> **LISTED RECORDS**

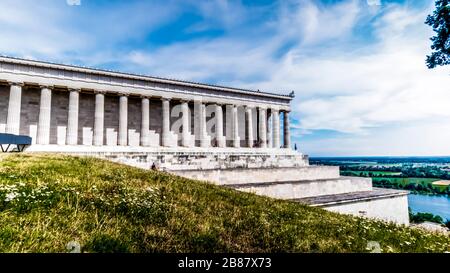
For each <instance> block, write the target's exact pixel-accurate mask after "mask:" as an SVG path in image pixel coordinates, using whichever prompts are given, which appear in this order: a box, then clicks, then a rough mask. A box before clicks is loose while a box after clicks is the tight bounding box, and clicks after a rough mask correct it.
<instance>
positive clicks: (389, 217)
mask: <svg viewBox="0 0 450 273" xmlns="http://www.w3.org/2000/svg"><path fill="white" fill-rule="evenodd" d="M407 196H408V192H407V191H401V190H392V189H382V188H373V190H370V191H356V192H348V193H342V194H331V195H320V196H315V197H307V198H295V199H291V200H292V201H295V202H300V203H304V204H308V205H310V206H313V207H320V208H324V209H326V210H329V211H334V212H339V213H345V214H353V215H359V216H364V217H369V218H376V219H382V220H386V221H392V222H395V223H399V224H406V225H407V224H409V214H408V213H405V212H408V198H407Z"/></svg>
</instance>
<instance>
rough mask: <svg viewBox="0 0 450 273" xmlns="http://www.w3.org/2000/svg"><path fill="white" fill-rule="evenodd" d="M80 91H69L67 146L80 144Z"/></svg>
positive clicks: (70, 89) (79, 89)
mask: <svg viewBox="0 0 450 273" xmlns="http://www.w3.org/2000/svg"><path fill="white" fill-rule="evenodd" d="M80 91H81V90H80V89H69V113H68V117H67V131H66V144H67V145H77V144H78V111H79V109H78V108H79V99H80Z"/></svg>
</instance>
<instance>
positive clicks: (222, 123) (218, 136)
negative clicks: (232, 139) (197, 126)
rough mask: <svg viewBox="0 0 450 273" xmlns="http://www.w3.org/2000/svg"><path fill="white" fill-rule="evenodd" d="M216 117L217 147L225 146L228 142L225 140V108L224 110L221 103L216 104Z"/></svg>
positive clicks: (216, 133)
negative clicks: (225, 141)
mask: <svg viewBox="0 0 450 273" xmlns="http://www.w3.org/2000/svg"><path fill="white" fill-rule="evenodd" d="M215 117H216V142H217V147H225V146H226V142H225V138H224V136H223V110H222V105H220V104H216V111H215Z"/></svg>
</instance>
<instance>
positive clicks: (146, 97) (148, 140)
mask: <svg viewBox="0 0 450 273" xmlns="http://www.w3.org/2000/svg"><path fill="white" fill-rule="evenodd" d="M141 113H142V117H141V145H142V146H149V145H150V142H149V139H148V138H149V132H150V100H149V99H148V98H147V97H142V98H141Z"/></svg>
==
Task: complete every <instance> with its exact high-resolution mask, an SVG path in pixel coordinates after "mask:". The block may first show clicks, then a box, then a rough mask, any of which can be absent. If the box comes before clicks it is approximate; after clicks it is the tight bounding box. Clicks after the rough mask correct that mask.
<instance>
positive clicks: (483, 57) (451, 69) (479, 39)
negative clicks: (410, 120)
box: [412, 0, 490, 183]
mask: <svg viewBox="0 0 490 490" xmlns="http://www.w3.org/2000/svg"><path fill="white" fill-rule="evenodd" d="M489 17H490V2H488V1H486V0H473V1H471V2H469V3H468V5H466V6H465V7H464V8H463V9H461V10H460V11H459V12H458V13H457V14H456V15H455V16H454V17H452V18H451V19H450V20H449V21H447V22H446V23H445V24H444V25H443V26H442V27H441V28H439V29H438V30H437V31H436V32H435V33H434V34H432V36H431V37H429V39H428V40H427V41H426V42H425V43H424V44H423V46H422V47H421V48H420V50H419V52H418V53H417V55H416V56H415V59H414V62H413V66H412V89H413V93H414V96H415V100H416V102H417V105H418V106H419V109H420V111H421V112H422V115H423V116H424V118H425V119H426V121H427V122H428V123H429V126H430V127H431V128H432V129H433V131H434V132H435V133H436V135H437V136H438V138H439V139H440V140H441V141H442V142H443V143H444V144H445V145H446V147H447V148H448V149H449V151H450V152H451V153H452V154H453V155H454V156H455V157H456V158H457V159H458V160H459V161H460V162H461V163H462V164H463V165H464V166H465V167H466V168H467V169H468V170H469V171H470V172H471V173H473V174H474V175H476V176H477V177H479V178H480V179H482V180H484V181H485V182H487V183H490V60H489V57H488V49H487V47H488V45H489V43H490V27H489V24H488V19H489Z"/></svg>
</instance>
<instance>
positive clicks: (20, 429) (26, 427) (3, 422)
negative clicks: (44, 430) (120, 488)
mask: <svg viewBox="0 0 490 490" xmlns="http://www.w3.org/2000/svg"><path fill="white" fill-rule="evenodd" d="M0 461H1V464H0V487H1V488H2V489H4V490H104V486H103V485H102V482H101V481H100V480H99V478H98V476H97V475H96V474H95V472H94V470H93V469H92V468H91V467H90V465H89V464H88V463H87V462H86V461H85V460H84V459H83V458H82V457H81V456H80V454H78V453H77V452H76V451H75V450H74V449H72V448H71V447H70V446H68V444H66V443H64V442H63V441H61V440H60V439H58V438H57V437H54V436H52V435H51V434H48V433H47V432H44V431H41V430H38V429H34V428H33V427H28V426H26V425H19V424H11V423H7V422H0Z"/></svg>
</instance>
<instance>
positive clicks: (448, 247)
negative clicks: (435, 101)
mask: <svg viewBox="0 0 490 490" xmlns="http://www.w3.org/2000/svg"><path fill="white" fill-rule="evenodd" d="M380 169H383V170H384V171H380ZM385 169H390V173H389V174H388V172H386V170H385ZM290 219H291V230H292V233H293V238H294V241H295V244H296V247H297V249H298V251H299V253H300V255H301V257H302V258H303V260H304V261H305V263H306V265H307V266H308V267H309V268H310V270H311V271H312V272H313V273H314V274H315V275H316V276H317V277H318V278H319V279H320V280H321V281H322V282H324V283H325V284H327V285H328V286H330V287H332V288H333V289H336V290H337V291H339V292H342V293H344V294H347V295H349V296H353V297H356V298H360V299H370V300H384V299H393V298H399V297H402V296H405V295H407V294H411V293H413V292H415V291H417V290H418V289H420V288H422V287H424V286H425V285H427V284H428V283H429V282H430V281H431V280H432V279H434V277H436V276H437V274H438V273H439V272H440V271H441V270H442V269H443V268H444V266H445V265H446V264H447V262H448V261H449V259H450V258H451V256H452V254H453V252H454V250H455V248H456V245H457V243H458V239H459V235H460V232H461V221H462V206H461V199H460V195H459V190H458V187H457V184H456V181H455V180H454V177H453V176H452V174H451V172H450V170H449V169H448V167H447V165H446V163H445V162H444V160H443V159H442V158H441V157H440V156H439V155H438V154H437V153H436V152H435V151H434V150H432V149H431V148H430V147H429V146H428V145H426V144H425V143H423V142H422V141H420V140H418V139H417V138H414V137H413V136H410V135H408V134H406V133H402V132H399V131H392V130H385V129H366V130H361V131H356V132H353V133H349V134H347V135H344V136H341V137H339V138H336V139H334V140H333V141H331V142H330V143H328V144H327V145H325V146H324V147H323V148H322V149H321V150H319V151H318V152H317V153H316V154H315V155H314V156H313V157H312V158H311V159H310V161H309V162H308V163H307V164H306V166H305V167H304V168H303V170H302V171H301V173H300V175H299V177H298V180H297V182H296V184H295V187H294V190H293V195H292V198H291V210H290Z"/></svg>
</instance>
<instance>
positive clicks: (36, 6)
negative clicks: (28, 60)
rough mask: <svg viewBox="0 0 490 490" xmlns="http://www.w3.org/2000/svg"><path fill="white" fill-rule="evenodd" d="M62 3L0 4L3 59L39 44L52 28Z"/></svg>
==
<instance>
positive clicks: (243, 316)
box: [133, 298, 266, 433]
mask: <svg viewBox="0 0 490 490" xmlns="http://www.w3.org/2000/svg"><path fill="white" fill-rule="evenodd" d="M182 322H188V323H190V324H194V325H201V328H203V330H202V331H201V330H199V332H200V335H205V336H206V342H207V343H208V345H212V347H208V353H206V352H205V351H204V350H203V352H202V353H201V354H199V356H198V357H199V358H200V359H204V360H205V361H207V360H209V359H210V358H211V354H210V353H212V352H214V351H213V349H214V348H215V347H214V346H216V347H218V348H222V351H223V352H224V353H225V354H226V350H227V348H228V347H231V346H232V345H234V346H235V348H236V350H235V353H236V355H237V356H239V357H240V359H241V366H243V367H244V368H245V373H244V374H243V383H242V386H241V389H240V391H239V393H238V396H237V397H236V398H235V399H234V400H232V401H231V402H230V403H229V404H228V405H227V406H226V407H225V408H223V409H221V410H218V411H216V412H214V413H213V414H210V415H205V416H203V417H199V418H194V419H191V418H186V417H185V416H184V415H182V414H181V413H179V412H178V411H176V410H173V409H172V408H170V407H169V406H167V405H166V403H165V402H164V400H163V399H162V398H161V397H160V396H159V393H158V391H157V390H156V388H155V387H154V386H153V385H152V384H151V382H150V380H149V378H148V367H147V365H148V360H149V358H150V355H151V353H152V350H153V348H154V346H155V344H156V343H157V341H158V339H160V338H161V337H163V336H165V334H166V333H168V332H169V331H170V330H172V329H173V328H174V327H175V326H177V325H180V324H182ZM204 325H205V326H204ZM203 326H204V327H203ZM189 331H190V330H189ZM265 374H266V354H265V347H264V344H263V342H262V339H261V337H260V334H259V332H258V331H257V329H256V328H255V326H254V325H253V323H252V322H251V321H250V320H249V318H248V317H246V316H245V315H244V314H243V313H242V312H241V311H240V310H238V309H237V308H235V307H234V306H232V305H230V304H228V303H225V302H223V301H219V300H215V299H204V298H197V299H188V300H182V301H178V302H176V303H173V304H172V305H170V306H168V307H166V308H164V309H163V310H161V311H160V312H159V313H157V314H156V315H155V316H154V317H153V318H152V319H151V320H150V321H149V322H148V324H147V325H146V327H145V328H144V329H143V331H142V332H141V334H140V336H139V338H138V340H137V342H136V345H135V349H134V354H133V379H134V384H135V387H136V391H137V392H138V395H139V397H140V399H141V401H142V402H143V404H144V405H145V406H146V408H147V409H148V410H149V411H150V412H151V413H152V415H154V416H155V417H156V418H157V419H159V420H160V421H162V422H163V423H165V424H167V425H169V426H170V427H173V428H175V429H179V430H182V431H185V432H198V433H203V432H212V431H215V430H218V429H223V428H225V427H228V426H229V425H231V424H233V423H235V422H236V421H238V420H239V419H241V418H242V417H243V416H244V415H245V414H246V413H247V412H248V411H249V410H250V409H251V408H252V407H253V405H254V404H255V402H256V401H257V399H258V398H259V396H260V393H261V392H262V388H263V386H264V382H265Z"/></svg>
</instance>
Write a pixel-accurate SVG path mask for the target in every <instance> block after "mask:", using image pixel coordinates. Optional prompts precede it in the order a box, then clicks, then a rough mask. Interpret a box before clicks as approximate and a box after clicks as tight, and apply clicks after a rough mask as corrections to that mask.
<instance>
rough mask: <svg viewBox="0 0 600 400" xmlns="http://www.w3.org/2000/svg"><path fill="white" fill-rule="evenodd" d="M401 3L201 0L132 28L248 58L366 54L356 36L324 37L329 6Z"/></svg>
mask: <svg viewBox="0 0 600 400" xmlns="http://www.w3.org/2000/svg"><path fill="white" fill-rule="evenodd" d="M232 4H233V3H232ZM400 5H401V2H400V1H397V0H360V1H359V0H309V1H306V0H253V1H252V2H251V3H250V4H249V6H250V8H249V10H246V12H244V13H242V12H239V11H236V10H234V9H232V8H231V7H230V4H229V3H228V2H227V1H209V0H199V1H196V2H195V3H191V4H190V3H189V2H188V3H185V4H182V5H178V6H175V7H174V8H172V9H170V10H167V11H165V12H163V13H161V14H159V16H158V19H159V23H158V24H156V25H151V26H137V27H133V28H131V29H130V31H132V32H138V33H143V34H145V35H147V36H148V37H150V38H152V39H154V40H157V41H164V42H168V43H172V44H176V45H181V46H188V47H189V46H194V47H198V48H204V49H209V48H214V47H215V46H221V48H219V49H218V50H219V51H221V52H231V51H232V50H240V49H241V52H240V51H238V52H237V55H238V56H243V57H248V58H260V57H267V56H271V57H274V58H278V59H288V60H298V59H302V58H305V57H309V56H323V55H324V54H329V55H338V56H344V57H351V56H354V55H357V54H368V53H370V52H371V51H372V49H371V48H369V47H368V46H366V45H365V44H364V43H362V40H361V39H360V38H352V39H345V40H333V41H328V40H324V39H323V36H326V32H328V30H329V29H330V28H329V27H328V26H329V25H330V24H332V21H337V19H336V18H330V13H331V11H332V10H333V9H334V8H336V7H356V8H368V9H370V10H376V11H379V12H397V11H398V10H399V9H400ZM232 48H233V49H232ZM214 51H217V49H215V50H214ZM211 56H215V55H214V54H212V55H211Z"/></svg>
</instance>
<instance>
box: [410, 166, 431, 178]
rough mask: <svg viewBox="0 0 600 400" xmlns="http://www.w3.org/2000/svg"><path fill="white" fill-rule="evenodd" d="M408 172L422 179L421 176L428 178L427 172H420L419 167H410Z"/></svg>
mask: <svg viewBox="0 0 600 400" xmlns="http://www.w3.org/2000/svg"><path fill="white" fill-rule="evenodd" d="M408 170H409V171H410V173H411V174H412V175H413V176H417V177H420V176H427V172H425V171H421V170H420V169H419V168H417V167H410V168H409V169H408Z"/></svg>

> **TASK TO CARRY OUT**
The lines to return are those in the material above that hold "after".

> **RESULT OF THIS TASK**
For each <instance> block, write the target's exact pixel-accurate mask after "mask:" as an SVG path in image pixel coordinates, using whichever prompts are given, which appear in this order: a box, then clicks, then a rough mask. A box before clicks is loose while a box after clicks is the tight bounding box, and clicks after a rough mask correct it.
Task: complete every <instance> with its exact high-resolution mask, an SVG path in pixel coordinates after "mask:". The block may first show clicks, then a box, then a rough mask, any of which can be absent. If the box comes before clicks it is approximate; after clicks it is the tight bounding box. Clicks after the rough mask correct that mask.
Write a pixel-accurate SVG path mask for the target in every <instance> block after "mask:", using image pixel coordinates. Optional prompts precede it in the order a box, then clicks, then a rough mask. Interpret a box before clicks as approximate and a box after clicks as tight, and apply clicks after a rough mask as corrections to that mask.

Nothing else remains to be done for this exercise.